## What you should do
Quote the lines below verbatim, from the line containing "of the olive" through the line containing "Target: olive green casket", with both of those lines included.

## Recorded data
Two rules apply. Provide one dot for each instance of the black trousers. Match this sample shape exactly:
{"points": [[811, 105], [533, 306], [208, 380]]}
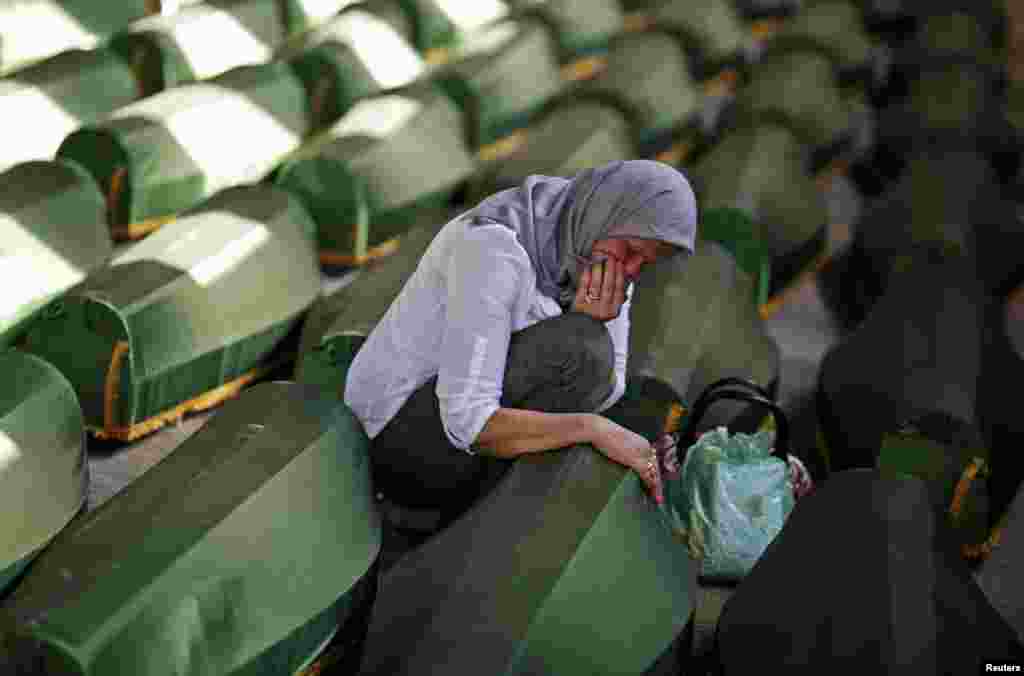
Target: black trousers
{"points": [[561, 365]]}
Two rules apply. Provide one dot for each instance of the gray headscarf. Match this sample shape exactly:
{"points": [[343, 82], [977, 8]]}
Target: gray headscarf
{"points": [[559, 219]]}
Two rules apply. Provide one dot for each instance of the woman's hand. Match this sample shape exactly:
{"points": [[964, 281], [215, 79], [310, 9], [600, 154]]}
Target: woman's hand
{"points": [[601, 291], [629, 449]]}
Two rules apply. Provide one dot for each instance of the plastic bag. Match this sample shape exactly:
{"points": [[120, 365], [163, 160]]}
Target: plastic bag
{"points": [[730, 501]]}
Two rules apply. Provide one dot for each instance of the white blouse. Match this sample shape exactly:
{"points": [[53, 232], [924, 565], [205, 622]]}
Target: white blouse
{"points": [[472, 289]]}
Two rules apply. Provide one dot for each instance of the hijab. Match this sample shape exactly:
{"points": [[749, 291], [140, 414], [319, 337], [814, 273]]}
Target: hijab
{"points": [[559, 219]]}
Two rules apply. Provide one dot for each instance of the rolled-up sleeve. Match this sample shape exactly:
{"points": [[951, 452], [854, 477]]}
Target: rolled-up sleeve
{"points": [[619, 328], [485, 279]]}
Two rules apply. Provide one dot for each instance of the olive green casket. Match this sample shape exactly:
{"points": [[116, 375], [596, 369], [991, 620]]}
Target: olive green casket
{"points": [[52, 233], [46, 101], [355, 54], [485, 77], [650, 72], [242, 552], [565, 567], [366, 178], [206, 39], [34, 30], [43, 473], [169, 152], [576, 132], [761, 168], [181, 320]]}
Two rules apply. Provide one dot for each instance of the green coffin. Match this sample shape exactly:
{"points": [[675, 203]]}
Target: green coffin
{"points": [[761, 169], [355, 54], [366, 178], [692, 324], [46, 101], [34, 30], [52, 233], [241, 553], [714, 25], [169, 152], [577, 133], [43, 473], [204, 40], [796, 78], [838, 24], [196, 307], [486, 78], [565, 567], [584, 27], [650, 73]]}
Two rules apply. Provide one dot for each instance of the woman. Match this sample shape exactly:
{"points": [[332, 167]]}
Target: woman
{"points": [[512, 333]]}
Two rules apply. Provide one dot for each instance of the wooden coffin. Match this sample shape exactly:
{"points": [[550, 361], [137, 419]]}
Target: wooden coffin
{"points": [[204, 40], [366, 178], [184, 319], [245, 551], [355, 54], [46, 101], [43, 474], [918, 353], [52, 234], [34, 30], [650, 72], [169, 152], [485, 77], [761, 168]]}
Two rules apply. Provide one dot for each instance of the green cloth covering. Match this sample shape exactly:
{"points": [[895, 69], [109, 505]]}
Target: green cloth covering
{"points": [[573, 134], [583, 27], [650, 73], [713, 25], [761, 169], [236, 555], [354, 55], [485, 78], [206, 39], [365, 179], [43, 475], [52, 233], [183, 144], [692, 323], [34, 30], [50, 99], [202, 301], [796, 78]]}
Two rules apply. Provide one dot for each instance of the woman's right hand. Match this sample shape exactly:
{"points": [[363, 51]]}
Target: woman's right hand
{"points": [[629, 449]]}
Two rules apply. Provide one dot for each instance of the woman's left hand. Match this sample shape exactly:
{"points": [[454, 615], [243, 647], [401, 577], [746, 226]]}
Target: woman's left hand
{"points": [[601, 291]]}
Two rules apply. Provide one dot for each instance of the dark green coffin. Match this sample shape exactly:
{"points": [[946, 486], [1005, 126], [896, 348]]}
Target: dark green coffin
{"points": [[366, 178], [242, 552], [206, 39], [762, 169], [43, 473], [692, 323], [46, 101], [574, 133], [52, 233], [485, 77], [355, 54], [714, 26], [197, 306], [169, 152], [584, 27], [565, 567], [34, 30], [650, 73]]}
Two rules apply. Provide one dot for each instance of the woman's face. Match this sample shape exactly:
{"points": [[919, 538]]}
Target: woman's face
{"points": [[633, 253]]}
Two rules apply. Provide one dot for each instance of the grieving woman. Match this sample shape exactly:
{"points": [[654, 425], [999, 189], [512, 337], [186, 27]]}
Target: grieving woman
{"points": [[511, 336]]}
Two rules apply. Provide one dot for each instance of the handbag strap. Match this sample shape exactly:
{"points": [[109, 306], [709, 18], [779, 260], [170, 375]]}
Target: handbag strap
{"points": [[688, 436]]}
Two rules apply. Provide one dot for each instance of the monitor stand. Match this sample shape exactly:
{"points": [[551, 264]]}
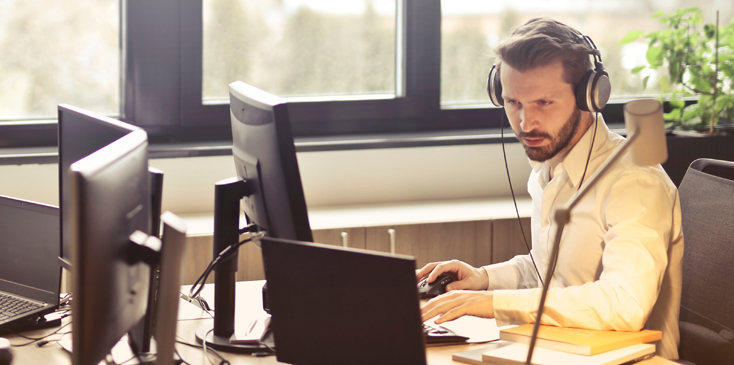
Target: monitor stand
{"points": [[227, 196], [139, 337]]}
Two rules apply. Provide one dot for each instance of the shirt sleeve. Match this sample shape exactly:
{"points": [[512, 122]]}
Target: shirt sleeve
{"points": [[638, 213]]}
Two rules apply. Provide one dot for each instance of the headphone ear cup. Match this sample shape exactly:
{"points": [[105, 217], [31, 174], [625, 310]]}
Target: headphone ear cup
{"points": [[593, 91], [494, 87], [582, 91], [602, 90]]}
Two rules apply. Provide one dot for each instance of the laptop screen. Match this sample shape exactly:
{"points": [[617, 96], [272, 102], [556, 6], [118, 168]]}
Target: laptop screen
{"points": [[29, 248], [333, 305]]}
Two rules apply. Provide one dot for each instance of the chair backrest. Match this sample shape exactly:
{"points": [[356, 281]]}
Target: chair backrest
{"points": [[707, 300]]}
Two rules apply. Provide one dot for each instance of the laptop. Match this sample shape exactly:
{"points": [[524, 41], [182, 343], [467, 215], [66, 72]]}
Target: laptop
{"points": [[334, 305], [30, 276]]}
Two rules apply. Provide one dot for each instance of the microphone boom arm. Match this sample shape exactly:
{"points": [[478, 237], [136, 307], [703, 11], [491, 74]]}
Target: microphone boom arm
{"points": [[562, 216]]}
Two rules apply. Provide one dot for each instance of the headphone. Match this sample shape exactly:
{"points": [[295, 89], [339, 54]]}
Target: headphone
{"points": [[592, 91]]}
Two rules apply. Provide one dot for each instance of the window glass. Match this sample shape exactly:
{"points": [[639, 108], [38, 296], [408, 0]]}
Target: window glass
{"points": [[309, 48], [470, 29], [59, 52]]}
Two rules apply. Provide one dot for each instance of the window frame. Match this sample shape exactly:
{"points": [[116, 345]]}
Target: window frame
{"points": [[161, 80]]}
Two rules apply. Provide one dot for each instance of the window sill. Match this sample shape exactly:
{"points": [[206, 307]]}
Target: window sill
{"points": [[47, 155]]}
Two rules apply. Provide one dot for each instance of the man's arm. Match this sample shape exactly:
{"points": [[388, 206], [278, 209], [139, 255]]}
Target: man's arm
{"points": [[638, 211]]}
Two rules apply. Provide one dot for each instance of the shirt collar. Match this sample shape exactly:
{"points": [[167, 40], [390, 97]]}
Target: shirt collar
{"points": [[576, 160]]}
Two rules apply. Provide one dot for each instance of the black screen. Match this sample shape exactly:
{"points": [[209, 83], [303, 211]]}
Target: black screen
{"points": [[29, 242]]}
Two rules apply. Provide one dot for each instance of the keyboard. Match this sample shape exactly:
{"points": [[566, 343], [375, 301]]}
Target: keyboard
{"points": [[12, 306], [436, 334]]}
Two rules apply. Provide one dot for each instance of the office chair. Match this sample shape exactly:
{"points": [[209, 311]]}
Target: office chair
{"points": [[707, 311]]}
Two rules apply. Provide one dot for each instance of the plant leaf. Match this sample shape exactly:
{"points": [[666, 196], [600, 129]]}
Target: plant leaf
{"points": [[701, 84], [691, 112], [638, 69], [679, 104], [654, 55], [664, 85], [673, 115], [631, 36]]}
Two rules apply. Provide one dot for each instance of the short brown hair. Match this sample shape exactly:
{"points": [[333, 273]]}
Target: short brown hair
{"points": [[542, 41]]}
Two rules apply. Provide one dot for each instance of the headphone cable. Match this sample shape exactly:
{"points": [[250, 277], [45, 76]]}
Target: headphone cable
{"points": [[512, 191]]}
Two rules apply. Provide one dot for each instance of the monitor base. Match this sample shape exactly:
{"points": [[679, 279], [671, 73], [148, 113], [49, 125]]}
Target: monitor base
{"points": [[221, 343]]}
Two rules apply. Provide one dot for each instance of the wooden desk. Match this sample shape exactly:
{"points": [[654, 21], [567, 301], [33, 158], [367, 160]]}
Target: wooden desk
{"points": [[190, 319]]}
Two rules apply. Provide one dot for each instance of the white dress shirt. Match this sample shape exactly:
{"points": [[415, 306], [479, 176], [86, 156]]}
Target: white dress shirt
{"points": [[619, 264]]}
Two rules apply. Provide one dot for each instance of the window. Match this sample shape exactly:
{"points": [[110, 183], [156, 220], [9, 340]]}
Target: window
{"points": [[52, 50], [471, 29], [322, 49], [357, 67]]}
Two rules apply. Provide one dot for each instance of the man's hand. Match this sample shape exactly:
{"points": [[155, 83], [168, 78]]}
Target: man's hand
{"points": [[458, 303], [466, 276]]}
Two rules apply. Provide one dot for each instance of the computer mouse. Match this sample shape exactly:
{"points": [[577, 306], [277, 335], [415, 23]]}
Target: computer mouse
{"points": [[437, 287]]}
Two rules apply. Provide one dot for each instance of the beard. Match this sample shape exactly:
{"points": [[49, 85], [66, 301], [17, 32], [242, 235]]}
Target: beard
{"points": [[557, 143]]}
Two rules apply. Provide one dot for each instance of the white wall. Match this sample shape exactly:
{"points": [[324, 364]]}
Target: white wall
{"points": [[329, 178]]}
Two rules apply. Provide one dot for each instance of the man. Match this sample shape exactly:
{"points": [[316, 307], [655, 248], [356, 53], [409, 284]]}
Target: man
{"points": [[619, 264]]}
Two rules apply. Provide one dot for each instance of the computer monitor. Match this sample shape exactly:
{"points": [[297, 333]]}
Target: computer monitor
{"points": [[80, 133], [267, 187], [265, 157], [109, 200]]}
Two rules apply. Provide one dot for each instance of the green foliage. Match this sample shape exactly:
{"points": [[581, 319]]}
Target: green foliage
{"points": [[687, 54]]}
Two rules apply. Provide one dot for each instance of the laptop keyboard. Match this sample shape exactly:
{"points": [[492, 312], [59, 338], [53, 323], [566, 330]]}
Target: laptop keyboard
{"points": [[12, 306], [438, 334]]}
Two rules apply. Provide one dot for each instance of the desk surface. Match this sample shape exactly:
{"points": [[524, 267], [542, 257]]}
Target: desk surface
{"points": [[190, 319]]}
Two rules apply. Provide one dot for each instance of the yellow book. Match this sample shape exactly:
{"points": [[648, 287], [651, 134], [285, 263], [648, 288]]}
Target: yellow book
{"points": [[578, 341]]}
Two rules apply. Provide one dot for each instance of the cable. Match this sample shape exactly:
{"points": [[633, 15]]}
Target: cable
{"points": [[591, 147], [519, 221], [588, 158], [222, 361], [229, 251], [34, 340], [180, 357]]}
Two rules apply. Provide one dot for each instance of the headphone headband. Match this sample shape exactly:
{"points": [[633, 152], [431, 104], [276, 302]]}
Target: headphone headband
{"points": [[592, 91]]}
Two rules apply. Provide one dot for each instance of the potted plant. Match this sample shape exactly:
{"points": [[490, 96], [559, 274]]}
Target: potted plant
{"points": [[699, 60]]}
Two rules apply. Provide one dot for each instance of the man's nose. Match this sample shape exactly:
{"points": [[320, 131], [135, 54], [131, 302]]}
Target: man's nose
{"points": [[528, 120]]}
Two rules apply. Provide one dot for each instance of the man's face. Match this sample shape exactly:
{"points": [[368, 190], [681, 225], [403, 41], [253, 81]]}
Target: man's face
{"points": [[542, 110]]}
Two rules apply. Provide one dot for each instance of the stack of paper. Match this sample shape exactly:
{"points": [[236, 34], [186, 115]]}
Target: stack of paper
{"points": [[565, 346], [578, 341]]}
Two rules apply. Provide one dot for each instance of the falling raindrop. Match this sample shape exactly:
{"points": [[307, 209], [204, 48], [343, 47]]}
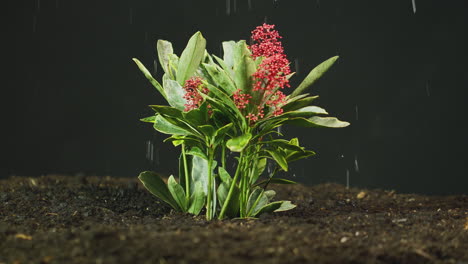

## Reply to the task
Two rules apply. Provide one dot for each instance of the olive green casket. Match this sample shape exactly:
{"points": [[116, 375], [596, 369], [991, 620]]}
Target: olive green casket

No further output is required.